PROBLEM STATEMENT:
List each line of the items below that contains the string "detect", copying every such line in full.

[Photo box annotations]
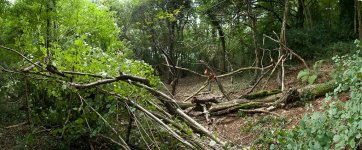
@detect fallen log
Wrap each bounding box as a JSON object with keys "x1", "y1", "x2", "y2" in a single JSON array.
[{"x1": 177, "y1": 81, "x2": 337, "y2": 115}]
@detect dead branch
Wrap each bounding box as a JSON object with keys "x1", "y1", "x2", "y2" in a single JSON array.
[
  {"x1": 163, "y1": 64, "x2": 208, "y2": 78},
  {"x1": 183, "y1": 79, "x2": 209, "y2": 102},
  {"x1": 200, "y1": 60, "x2": 230, "y2": 101},
  {"x1": 264, "y1": 34, "x2": 309, "y2": 69},
  {"x1": 77, "y1": 92, "x2": 131, "y2": 150},
  {"x1": 69, "y1": 75, "x2": 150, "y2": 89},
  {"x1": 0, "y1": 45, "x2": 43, "y2": 69}
]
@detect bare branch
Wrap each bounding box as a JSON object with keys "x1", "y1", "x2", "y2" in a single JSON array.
[
  {"x1": 69, "y1": 75, "x2": 150, "y2": 89},
  {"x1": 0, "y1": 45, "x2": 42, "y2": 69}
]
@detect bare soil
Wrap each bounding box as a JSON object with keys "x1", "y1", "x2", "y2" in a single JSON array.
[{"x1": 171, "y1": 64, "x2": 336, "y2": 146}]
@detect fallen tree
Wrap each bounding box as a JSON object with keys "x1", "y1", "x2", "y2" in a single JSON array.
[{"x1": 177, "y1": 80, "x2": 336, "y2": 115}]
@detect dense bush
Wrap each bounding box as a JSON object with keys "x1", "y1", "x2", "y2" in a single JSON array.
[{"x1": 269, "y1": 40, "x2": 362, "y2": 149}]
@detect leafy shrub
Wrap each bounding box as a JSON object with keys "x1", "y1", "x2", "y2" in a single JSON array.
[
  {"x1": 270, "y1": 40, "x2": 362, "y2": 149},
  {"x1": 297, "y1": 60, "x2": 324, "y2": 84}
]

COMPLETE RESPONSE:
@detect fallen log
@detect dead branch
@detect bare branch
@detect bare soil
@detect fallen tree
@detect dense bush
@detect leafy shrub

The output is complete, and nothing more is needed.